Ubi banggai tumbuh dengan model menjalar. Batangnya menjalar ke atas seperti sirih. Dioscorea sp ini digunakan sebagai basis karbohidrat bagi penduduk Banggai dan Luwuk. Di dua kabupaten ini ada juga umbi-umbian lain, seperti ubi opa atau dolungun, ubi hutan, ubi alas, dan ubi gadung. Hanya ubi Banggai yang dijadikan makanan pokok oleh penduduk. Adapun opa dimanfaatkan sebagai sayuran, dan ubi hutan/gadung dipakai sebagai obat-obatan tradisional.

Secara historis, ubi Banggai dibawa oleh keluarga Raja Ternate yang terusir. Raja ini migrasi ke Bangkep, membangun komunitas, dan menjadi penguasa di sana. Karena jenis tanah di Bangkep berupa lempung berpasir, khususnya di Tomini dan Peling Barat, tanaman yang cocok tumbuh adalah umbi-umbian. Tak heran, mata pencarian tradisional penduduk setempat umumnya menanam kelapa, sayur, buah dan budidaya umbi-umbian. Kebiasaan menikmati umbi di Ternate tetap mereka bawa ke Bangkep.

* KETENTUAN TUGAS
Jawab pertanyaan berikut berdasarkan teks tentang ubi Banggai:
1. Selain ubi Banggai, umbi-umbian apa saja yang disebut ada di Banggai dan Luwuk?
2. Ubi hutan dan gadung dipakai sebagai apa?
3. Siapa yang membawa ubi Banggai ke Bangkep?

(Data hasil ekstraksi)
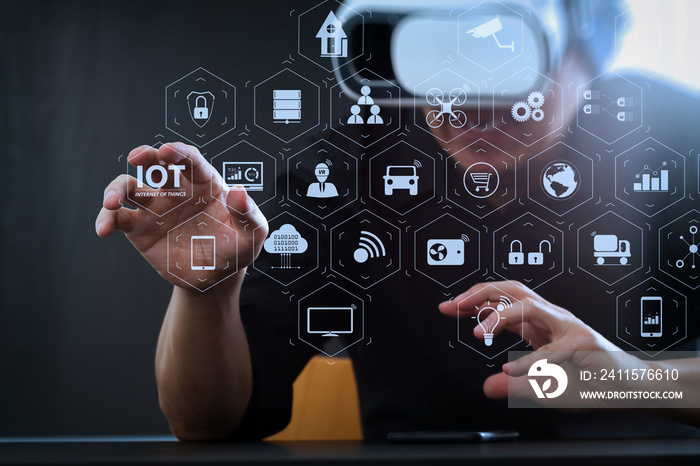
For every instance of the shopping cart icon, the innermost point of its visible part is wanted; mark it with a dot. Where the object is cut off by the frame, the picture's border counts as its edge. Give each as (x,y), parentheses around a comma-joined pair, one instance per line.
(481,181)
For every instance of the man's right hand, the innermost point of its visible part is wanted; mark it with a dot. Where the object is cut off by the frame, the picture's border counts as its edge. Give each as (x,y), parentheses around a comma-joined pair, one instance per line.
(150,238)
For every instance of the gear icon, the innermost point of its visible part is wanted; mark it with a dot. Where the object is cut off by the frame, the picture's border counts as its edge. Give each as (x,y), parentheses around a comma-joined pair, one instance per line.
(535,99)
(520,112)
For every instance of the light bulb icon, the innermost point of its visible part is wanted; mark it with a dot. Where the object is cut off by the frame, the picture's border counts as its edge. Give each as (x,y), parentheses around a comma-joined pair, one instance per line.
(489,325)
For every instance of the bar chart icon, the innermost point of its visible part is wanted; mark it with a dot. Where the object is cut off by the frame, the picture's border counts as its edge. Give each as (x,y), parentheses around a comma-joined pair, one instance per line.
(286,106)
(652,181)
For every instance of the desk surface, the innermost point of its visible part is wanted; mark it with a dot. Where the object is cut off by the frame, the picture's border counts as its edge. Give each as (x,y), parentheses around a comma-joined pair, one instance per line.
(571,453)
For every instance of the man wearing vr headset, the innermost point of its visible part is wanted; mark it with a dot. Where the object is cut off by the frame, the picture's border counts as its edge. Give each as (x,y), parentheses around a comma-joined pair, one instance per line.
(224,371)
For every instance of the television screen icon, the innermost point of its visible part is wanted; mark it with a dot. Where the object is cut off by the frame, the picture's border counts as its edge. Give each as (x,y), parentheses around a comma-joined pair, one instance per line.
(330,321)
(246,174)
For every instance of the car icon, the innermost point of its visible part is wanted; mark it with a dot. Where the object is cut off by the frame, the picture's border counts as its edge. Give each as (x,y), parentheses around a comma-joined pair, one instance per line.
(400,177)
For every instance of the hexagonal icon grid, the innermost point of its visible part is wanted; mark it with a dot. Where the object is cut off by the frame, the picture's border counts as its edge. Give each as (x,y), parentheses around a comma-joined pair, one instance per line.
(290,250)
(324,35)
(499,303)
(560,179)
(490,35)
(529,250)
(679,249)
(365,249)
(537,115)
(610,107)
(609,248)
(200,107)
(331,311)
(286,105)
(443,94)
(447,250)
(322,178)
(650,177)
(160,188)
(402,177)
(481,178)
(359,114)
(651,317)
(199,251)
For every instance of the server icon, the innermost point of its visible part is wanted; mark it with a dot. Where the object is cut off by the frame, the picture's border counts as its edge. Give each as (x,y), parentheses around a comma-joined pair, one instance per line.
(286,106)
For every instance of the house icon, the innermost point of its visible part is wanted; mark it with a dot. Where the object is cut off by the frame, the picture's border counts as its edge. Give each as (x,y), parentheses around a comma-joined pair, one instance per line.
(334,42)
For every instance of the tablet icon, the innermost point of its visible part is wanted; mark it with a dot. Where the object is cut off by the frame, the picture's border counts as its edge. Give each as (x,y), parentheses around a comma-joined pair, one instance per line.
(203,252)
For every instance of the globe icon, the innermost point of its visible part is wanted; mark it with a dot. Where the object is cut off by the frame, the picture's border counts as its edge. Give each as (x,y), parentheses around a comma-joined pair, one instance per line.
(560,180)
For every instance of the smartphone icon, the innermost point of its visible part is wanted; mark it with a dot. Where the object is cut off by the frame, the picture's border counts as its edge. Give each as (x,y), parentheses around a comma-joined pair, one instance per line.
(203,251)
(652,311)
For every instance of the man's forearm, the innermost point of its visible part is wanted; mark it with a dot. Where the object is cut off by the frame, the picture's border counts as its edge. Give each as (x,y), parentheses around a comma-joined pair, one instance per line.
(203,366)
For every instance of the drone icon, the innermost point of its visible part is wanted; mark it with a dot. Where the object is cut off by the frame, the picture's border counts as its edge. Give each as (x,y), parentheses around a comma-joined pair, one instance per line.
(436,98)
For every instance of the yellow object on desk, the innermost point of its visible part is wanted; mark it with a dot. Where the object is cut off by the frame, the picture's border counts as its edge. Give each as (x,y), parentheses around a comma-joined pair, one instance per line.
(325,404)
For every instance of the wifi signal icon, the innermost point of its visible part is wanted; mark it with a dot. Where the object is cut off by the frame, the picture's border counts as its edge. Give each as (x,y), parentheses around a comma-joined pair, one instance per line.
(370,246)
(504,303)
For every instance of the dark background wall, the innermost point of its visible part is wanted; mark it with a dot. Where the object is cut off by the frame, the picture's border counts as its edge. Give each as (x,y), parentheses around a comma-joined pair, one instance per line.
(82,83)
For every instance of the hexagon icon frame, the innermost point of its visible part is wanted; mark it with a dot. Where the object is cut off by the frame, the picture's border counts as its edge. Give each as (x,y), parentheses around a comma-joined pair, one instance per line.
(680,160)
(432,184)
(342,19)
(466,88)
(632,270)
(395,267)
(586,86)
(650,283)
(560,202)
(665,232)
(311,269)
(338,151)
(225,88)
(274,185)
(343,88)
(362,318)
(513,180)
(161,192)
(463,276)
(205,217)
(550,93)
(479,6)
(506,301)
(269,131)
(555,234)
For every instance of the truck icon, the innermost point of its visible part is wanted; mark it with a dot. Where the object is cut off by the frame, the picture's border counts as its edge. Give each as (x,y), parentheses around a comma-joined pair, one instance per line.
(612,247)
(401,177)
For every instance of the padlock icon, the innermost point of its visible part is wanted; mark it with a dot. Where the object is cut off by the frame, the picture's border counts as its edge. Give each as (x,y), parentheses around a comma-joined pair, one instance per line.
(201,112)
(537,258)
(516,257)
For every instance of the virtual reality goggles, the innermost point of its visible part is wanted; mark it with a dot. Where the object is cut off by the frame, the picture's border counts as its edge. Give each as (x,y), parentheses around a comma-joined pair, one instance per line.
(482,44)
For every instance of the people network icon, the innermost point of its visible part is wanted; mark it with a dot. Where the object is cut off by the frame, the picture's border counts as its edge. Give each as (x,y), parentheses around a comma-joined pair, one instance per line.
(365,101)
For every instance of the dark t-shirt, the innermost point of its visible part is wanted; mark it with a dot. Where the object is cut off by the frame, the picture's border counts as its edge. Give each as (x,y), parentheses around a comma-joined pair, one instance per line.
(413,372)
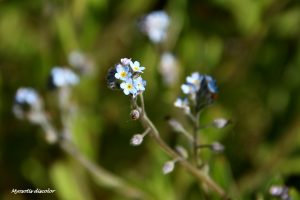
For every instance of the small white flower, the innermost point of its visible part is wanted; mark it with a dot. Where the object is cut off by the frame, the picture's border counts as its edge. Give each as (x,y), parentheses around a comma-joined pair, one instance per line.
(137,139)
(77,59)
(135,66)
(169,69)
(27,95)
(188,88)
(122,72)
(62,77)
(125,61)
(182,103)
(195,80)
(155,25)
(220,123)
(168,167)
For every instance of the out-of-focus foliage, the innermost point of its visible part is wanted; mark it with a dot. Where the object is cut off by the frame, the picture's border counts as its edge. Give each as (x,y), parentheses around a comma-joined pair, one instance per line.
(251,47)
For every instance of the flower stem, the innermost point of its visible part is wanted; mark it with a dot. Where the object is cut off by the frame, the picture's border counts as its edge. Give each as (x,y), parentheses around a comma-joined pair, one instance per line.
(147,123)
(195,148)
(102,176)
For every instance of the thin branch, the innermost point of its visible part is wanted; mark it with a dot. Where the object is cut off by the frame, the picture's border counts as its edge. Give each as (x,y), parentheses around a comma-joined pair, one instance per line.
(103,177)
(196,141)
(147,123)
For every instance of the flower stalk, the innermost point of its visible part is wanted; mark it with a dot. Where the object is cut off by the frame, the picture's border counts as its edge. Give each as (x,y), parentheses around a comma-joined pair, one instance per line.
(147,123)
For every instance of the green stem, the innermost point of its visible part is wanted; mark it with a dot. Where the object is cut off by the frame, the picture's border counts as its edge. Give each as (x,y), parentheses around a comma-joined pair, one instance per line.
(103,177)
(196,142)
(147,123)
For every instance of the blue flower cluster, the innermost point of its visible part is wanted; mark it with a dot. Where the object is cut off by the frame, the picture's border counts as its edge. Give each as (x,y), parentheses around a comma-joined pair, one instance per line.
(127,76)
(200,89)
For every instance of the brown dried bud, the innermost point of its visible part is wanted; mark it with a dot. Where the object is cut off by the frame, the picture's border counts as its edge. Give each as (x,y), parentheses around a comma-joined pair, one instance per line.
(135,114)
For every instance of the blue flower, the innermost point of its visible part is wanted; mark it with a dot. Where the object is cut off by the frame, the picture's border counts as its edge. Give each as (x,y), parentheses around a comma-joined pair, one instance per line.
(125,61)
(182,103)
(27,96)
(122,72)
(195,79)
(155,25)
(128,87)
(139,83)
(211,84)
(188,88)
(135,66)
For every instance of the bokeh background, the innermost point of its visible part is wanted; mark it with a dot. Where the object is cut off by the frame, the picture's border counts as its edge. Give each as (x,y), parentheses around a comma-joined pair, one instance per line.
(251,47)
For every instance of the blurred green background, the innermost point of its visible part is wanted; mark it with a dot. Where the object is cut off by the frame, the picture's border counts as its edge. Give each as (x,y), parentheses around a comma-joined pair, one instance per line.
(251,47)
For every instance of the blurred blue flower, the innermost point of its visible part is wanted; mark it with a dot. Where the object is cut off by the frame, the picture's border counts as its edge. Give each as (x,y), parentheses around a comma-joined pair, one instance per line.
(122,72)
(155,25)
(61,77)
(128,87)
(135,66)
(26,96)
(195,79)
(188,88)
(211,84)
(125,61)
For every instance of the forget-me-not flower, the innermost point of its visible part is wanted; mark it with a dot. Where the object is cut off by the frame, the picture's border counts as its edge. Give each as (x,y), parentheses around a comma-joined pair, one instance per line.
(122,72)
(135,66)
(128,87)
(26,96)
(195,79)
(127,76)
(125,61)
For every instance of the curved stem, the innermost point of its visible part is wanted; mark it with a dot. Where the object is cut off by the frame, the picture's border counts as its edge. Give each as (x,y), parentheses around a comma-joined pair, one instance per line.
(196,141)
(103,177)
(147,123)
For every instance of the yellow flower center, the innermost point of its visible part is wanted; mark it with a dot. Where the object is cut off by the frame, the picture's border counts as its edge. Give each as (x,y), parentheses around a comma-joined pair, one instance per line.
(129,86)
(123,74)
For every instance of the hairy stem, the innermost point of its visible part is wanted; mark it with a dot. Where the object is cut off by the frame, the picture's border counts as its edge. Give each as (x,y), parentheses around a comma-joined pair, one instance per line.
(195,148)
(102,176)
(147,123)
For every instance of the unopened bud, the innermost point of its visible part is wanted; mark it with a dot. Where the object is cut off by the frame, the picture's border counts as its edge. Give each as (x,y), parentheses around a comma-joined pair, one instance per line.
(176,125)
(168,167)
(220,123)
(182,151)
(137,139)
(217,147)
(135,114)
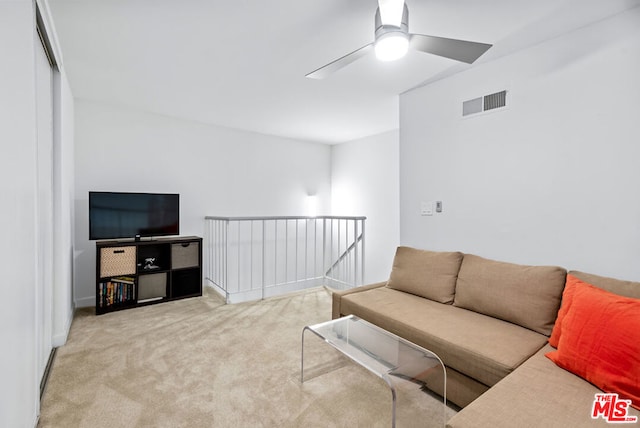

* JAWABAN LATIHAN
1. Ubi opa atau dolungun, ubi hutan, ubi alas, dan ubi gadung.
2. Sebagai obat-obatan tradisional.
3. Keluarga Raja Ternate yang terusir.